• YOUR INSTRUCTIONS
Which lines in the listing below contain the string "roof"? Pick out each one and copy it in full, treating uppercase and lowercase as different.

• PROVIDED RECORDS

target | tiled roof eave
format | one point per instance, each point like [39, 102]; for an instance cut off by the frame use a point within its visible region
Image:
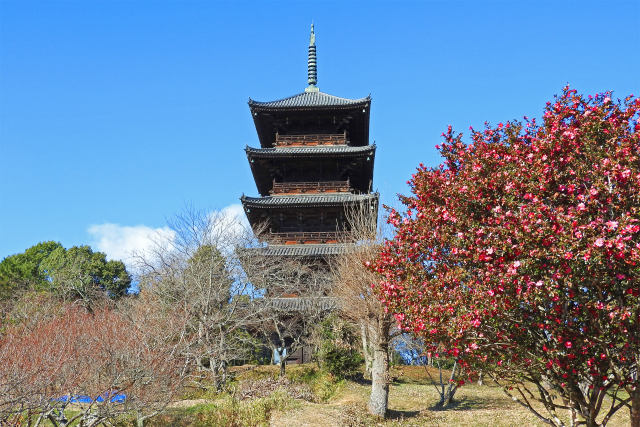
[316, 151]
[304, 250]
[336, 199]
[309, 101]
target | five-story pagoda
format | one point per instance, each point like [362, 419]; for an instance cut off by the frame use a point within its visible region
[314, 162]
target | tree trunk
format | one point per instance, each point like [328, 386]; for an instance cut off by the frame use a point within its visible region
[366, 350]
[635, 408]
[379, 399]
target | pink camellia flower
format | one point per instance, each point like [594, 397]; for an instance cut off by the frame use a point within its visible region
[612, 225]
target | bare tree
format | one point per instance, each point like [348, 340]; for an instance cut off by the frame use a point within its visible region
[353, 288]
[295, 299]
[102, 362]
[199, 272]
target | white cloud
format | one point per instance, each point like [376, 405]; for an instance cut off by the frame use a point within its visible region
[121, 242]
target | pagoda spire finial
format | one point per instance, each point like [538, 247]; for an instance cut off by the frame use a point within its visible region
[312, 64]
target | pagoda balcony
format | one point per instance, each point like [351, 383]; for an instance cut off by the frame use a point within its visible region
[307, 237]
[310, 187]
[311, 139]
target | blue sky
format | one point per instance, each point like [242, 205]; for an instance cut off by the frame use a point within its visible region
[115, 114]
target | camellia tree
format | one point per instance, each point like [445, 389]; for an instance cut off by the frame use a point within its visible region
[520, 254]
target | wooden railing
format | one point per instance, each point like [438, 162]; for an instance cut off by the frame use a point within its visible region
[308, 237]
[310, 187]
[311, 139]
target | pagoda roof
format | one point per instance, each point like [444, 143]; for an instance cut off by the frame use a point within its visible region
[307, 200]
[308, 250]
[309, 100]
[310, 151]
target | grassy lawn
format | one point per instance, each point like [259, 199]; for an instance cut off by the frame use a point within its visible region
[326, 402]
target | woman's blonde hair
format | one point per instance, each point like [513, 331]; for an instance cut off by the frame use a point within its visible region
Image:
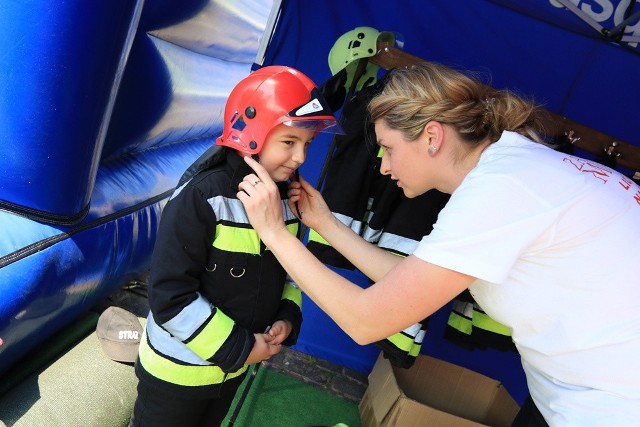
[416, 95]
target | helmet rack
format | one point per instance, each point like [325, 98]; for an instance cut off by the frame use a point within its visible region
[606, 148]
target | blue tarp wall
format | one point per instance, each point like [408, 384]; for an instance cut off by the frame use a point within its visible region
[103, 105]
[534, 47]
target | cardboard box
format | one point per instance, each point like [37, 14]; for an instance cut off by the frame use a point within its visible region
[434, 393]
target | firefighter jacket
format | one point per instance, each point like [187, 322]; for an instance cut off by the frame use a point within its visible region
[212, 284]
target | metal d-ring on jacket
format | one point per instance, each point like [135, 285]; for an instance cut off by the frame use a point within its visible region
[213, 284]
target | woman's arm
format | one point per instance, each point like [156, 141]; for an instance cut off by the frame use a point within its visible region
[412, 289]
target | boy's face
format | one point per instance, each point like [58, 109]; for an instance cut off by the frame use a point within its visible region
--
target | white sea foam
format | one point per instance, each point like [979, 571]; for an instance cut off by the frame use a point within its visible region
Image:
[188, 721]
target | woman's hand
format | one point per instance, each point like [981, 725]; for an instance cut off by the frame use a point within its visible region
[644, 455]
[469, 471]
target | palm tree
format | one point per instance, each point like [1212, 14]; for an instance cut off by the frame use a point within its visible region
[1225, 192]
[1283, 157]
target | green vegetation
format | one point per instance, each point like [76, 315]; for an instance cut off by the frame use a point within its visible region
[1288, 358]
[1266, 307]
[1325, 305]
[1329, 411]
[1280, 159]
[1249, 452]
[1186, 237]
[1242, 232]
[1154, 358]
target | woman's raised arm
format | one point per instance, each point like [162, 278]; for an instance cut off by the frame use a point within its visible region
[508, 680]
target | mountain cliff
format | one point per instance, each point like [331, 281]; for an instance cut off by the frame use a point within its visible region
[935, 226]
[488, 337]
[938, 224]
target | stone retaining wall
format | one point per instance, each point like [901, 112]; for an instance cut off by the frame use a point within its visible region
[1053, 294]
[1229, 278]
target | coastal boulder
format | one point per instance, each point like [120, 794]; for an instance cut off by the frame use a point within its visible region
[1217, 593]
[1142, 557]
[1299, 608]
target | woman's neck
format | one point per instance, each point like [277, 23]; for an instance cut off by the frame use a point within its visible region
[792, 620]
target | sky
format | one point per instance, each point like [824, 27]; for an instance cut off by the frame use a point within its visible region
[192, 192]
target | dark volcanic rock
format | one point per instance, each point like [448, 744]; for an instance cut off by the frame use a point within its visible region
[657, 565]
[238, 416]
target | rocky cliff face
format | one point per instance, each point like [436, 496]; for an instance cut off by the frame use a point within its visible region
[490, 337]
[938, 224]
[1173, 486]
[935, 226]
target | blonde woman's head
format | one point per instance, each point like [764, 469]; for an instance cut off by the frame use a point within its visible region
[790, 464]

• SOLUTION
target | tiled roof eave
target | pagoda roof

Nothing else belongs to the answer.